> Task material:
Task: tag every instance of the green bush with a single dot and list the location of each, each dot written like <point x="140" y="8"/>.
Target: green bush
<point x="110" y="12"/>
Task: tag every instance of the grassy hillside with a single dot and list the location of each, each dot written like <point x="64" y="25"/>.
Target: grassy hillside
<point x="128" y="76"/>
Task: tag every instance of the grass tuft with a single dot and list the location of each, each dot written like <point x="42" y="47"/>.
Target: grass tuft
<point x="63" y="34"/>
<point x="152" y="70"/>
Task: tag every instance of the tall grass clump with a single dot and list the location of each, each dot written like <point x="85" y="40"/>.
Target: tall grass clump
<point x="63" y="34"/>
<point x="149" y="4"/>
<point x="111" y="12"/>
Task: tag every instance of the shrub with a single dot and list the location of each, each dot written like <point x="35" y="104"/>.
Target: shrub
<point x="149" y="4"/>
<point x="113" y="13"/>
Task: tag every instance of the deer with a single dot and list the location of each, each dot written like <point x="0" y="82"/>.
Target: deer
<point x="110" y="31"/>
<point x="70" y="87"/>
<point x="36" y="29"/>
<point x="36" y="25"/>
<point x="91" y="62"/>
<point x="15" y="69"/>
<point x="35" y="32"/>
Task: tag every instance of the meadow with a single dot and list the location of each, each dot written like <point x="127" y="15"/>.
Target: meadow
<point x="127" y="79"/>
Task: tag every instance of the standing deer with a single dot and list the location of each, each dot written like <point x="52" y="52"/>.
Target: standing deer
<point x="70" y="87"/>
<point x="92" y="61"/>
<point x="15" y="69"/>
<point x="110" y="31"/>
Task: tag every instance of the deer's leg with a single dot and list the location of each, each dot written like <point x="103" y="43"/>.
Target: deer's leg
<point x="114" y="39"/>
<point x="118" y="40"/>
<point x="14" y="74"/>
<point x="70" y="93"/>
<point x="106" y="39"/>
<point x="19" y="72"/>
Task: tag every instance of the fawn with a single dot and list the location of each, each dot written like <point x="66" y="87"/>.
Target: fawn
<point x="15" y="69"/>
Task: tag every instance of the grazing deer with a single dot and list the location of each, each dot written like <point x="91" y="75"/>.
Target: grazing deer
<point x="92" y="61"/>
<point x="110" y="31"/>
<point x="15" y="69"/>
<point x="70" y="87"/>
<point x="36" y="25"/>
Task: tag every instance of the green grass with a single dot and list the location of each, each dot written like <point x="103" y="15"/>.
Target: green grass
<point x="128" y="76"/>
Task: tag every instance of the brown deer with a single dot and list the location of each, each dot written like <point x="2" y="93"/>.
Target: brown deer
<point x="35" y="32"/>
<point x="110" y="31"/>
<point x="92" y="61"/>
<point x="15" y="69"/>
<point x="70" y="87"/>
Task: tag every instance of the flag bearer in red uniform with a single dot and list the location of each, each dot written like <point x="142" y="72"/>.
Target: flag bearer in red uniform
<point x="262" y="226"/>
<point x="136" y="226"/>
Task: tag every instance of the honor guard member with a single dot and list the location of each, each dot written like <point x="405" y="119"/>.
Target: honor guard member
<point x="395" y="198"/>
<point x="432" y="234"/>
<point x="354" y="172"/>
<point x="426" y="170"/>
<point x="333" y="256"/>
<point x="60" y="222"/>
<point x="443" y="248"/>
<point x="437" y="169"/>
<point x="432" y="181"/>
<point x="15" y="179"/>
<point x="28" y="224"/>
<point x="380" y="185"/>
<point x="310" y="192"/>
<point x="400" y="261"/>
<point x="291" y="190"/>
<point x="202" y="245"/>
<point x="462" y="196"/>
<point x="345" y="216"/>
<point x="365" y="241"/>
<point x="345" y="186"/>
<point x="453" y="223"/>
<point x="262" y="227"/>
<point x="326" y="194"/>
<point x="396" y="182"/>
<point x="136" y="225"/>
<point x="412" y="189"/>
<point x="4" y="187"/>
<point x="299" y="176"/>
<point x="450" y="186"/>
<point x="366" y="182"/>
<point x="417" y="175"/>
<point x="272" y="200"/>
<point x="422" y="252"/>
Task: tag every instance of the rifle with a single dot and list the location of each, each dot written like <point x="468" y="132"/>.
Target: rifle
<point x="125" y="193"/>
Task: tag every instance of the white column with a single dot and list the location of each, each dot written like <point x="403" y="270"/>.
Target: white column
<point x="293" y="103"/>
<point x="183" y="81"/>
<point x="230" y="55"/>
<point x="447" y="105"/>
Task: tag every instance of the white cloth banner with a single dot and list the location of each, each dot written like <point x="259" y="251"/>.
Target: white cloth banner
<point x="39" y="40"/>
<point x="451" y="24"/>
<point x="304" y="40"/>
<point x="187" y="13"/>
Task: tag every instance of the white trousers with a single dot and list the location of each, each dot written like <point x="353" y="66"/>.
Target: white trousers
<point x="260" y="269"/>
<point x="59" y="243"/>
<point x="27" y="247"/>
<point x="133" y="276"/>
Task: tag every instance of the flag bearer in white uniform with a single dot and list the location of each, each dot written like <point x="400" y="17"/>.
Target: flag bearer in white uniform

> Stated exercise: Change "white cloth banner" to "white fabric banner" in the entries from the line containing "Task: tag every instance of the white column" through the end of the entries, both ends included, and give only those lines with everything else unchanged.

> Correct output:
Task: tag every instance of the white column with a single dot and list the location of each, each dot written like <point x="403" y="270"/>.
Target: white column
<point x="293" y="103"/>
<point x="183" y="81"/>
<point x="230" y="55"/>
<point x="447" y="105"/>
Task: tag every instance of the white fabric banner with a single dot and list the location of each, each dot written like <point x="259" y="251"/>.
Target: white fabric banner
<point x="39" y="40"/>
<point x="451" y="24"/>
<point x="304" y="40"/>
<point x="187" y="13"/>
Task: tag every instance of the white trousers with a single dot and list the location of each, each dot written like <point x="353" y="66"/>.
Target: white trousers
<point x="260" y="269"/>
<point x="59" y="243"/>
<point x="27" y="247"/>
<point x="133" y="276"/>
Task: tag every instance of the flag bearer in white uniform with a single dot and list the location of each, each dot written like <point x="400" y="17"/>.
Target: flag bearer in white uniform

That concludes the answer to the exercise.